* THE PROBLEM *
Output every record exactly, and nothing more.

* GIVEN INFORMATION *
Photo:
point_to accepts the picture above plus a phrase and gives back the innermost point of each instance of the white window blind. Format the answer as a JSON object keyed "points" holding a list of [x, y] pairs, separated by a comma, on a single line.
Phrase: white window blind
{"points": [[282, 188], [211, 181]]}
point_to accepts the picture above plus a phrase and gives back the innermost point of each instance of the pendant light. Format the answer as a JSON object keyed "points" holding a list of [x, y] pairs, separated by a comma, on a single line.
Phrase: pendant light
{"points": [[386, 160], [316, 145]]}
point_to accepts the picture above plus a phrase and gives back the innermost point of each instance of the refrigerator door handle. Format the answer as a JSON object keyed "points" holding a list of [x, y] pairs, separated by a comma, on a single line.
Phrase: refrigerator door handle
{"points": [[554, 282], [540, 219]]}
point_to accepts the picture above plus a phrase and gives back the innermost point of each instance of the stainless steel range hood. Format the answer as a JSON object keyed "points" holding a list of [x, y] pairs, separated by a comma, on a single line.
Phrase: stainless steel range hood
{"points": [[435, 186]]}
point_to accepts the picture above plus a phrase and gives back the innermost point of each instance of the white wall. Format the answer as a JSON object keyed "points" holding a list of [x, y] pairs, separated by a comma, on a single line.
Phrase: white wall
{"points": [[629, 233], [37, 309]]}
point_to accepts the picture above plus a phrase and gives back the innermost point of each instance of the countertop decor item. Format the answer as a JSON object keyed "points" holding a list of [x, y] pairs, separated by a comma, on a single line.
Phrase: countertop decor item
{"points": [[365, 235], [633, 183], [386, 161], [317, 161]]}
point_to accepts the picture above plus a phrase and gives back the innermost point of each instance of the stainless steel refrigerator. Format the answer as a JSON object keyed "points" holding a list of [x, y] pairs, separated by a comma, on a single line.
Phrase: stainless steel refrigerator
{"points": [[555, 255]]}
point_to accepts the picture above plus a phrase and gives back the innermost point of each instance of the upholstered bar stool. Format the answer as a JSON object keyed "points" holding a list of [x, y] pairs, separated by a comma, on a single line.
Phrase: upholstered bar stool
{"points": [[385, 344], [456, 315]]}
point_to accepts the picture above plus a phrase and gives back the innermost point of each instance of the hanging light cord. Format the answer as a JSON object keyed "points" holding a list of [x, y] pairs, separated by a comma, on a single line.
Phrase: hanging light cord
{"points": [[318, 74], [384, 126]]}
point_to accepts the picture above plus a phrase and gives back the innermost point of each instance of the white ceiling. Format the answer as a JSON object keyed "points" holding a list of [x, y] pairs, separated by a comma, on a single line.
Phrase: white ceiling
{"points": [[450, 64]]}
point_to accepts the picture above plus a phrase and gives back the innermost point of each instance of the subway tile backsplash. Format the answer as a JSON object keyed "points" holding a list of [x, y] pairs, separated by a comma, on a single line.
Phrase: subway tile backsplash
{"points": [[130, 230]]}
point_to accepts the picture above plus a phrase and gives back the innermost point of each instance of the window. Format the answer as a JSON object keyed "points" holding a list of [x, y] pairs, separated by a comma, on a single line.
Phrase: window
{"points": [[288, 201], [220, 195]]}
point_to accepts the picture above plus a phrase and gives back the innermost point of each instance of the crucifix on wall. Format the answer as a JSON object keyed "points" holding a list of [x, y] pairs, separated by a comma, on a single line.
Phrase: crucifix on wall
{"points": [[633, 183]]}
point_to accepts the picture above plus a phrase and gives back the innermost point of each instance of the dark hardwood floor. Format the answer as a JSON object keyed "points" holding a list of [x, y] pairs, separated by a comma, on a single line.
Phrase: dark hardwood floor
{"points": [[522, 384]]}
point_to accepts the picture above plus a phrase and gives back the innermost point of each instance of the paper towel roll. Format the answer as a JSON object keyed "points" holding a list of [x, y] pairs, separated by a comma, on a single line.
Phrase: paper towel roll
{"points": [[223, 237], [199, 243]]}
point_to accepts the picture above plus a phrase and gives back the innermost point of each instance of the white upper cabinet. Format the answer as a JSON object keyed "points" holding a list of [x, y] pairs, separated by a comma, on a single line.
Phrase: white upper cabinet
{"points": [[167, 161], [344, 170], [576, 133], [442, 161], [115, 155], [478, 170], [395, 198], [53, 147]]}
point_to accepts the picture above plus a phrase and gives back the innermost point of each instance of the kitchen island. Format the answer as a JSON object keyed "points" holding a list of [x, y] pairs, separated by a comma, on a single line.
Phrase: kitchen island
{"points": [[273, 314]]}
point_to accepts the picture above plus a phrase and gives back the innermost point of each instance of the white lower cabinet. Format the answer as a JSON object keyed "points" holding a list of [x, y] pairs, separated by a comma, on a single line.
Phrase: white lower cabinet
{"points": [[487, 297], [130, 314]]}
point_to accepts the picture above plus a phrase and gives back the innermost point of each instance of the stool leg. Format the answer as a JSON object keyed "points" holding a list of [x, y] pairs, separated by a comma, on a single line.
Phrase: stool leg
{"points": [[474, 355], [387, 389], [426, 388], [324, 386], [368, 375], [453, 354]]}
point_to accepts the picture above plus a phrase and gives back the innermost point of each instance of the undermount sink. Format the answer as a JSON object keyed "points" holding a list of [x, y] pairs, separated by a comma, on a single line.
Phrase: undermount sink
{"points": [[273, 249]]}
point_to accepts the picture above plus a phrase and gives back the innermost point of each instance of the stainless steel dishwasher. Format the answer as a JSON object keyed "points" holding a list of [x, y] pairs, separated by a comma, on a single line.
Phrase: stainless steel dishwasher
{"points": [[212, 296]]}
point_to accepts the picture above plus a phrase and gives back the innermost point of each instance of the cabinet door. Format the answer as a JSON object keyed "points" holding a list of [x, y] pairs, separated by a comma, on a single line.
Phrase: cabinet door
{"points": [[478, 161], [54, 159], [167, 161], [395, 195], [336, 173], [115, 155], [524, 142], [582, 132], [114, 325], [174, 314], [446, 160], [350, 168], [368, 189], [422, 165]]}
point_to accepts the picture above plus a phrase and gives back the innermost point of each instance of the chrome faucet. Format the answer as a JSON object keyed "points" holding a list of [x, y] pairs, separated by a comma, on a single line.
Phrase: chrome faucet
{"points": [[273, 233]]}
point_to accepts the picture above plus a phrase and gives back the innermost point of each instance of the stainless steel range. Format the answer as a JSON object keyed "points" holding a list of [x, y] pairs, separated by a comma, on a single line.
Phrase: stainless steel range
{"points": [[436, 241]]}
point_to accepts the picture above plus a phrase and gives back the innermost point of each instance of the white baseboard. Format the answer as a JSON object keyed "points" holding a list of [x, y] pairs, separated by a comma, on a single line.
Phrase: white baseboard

* EXERCISE OUTPUT *
Photo:
point_to accepts the picture above plus a phrase and gives back the innermost point of each instance of the white window blind. Format the answer as a JSON object keyed "points" holding a list of [x, y] pairs, separated by a comma, on a single line.
Phrase: white window blind
{"points": [[282, 188], [211, 181]]}
point_to accepts the picture above plus a phrase and gives back the innermost point of each instance of the pendant light. Format the answer as a JSON object keyed "points" holding a list of [x, y] pairs, separated by a comma, on a single line.
Phrase: pendant light
{"points": [[386, 160], [316, 145]]}
point_to accepts the picture above plus a phrase and gives back the innermost point of each instance of the refrigerator door handle. Format the answer as a JSON object keyed "points" holding a list of [x, y] pairs, separated by a comma, on a single line.
Phrase: refrigerator door handle
{"points": [[554, 282], [540, 219]]}
point_to accepts the picture above plus a phrase and gives back the innermost point of each instance of the stainless steel range hood. Format the answer as a JSON object keyed "points" holding a list of [x, y] pairs, separated by a comma, on a single line.
Phrase: stainless steel range hood
{"points": [[435, 186]]}
point_to accepts the picture above plus a phrase and gives back the innermost point of each instance of the white wall. Format the answer as a JSON object keyed "points" holding a list of [x, y] pairs, separated by a comma, on a single line.
Phrase: white wall
{"points": [[629, 233], [37, 309]]}
point_to accepts the picture above plus a phrase and gives back the innermost point of each instance of the countertop decor item. Format the answer as a JSON object keyed "points" holding a list of [x, y] pairs, separated by a comma, on a single line.
Phrase: countertop decor item
{"points": [[365, 235], [633, 183], [386, 161], [317, 161]]}
point_to accepts the picture above plus a phrase and gives back the innermost point of each instance of the stainless steel refrigerator. Format the answer as a JSON object keyed "points" holding a list of [x, y] pairs, separated by a comma, on a single line.
Phrase: stainless steel refrigerator
{"points": [[555, 255]]}
point_to accepts the picture above plus a phrase and gives back the innermost point of each instance of the upholstered bar stool. Format the answer as a JSON object keyed "points" holding a list of [x, y] pairs, separated by a comma, on a single line.
Phrase: upholstered bar stool
{"points": [[385, 344], [456, 315]]}
point_to accepts the picture above plus a phrase and gives back the innermost point of each instance of the hanging light cord. Format the answer as a JSON object keyed "points" holding a list of [x, y] pairs, separated by a comma, on a single line.
Phrase: hanging light cord
{"points": [[318, 74], [384, 126]]}
point_to accepts the picture above plus a phrase and gives back the innermost point of each instance of the white ceiling. Format the answer as a JSON object keyed "points" holding a list of [x, y] pairs, separated by a comma, on a single line.
Phrase: white ceiling
{"points": [[450, 64]]}
point_to accepts the picture above plus a phrase and gives back the innermost point of each instance of the subway tile backsplash. Format the answer as a JSON object keyed "points" holding a list of [x, y] pairs, separated by a comma, on a single line.
Phrase: subway tile backsplash
{"points": [[130, 230]]}
point_to accepts the picture above plus a phrase and gives back the innermost point of each instance of the window. Format the answer as a JSON object keyed "points" holding a list of [x, y] pairs, separated by a comma, on a single line.
Phrase: window
{"points": [[288, 201], [220, 195]]}
point_to accepts the picture above plus a phrase and gives back the innermost point of each instance of the crucifix on wall. Format the answer as a JSON object keyed "points" holding a list of [x, y] pairs, separated by a comma, on a single line.
Phrase: crucifix on wall
{"points": [[633, 183]]}
point_to accepts the picture above plus a phrase and gives back the innermost point of each instance of the dark hardwood floor. Format the answer as a JSON object keyed "points" holding a list of [x, y] pairs, separated by a comma, on a single line.
Phrase: dark hardwood floor
{"points": [[522, 384]]}
point_to accepts the picture above plus a phrase and gives back the innermost point of each instance of the paper towel roll. Format the answer as a JSON object keyed "points" holding a list of [x, y] pairs, separated by a comma, on a single line.
Phrase: paper towel roll
{"points": [[223, 237], [199, 243]]}
point_to accepts the picture above plus a phrase and gives back the innermost point of each instance of the white upper cabinet. Format the answer as a JSON object keyed "points" holding a list of [x, y] pairs, separated by a comma, on a single line.
Phrase: white upper cabinet
{"points": [[167, 161], [344, 170], [576, 133], [442, 161], [115, 155], [478, 170], [395, 198], [53, 147]]}
point_to accepts the picture above plus a phrase and gives back the innermost point of each instance of the kitchen island. Format the answer as a JSON object keyed "points" holding a list of [x, y] pairs, separated by a comma, on a single line.
Phrase: kitchen island
{"points": [[273, 314]]}
point_to accepts the picture above plus a phrase and gives back the innermost point of each instance of the white lower cabinet. Format the answer as a JSON object keyed "points" holding a list of [x, y] pairs, separated by a comma, on a single line.
Phrase: white lower cabinet
{"points": [[487, 297], [130, 314]]}
point_to accepts the picture above plus a phrase and gives back the innermost point of each instance of the stool leg. Format the answer as a JSON object keyed "points" holding a list of [x, y] pairs, separated by a comma, on a single line.
Phrase: stool leg
{"points": [[474, 355], [387, 389], [426, 388], [324, 386], [368, 375], [453, 354]]}
point_to accepts the picture above plus a phrase and gives back the innermost point of each instance of the undermount sink. Format the answer as a JSON object keyed "points" holding a list of [x, y] pairs, separated by a comma, on a single line.
Phrase: undermount sink
{"points": [[273, 249]]}
point_to accepts the picture above plus a phrase and gives back the innermost point of each instance of the stainless steel dishwasher. Format the answer as a JSON object keyed "points" holding a list of [x, y] pairs, separated by a comma, on a single line.
Phrase: stainless steel dishwasher
{"points": [[212, 296]]}
point_to accepts the picture above plus a phrase and gives back the innermost point of each instance of the cabinet door. Format the answer as a JSON object keyed "points" holding a list of [x, y] pairs, separated by a comma, on a single line.
Phrase: cabinet door
{"points": [[478, 161], [54, 159], [167, 161], [395, 195], [336, 173], [115, 155], [524, 142], [582, 132], [114, 325], [174, 314], [446, 160], [350, 168], [368, 189], [422, 165]]}
point_to accepts the picture above plus a phrase and gives back the innermost point of each instance of the chrome faucet. Format the answer as a JSON object keyed "points" holding a list of [x, y] pairs, separated by a comma, on a single line.
Phrase: chrome faucet
{"points": [[273, 233]]}
point_to accepts the picture above plus a phrase and gives back the innermost point of each instance of the stainless steel range. Format the answer as a JSON object keyed "points" holding a list of [x, y] pairs, separated by a comma, on a single line.
Phrase: stainless steel range
{"points": [[436, 241]]}
point_to accepts the picture above plus a phrase and gives back the innermost point of each instance of the white baseboard. Format the answer as a JSON object keyed "points" holding a list of [x, y] pairs, separated by a comma, on a single line.
Phrase: white baseboard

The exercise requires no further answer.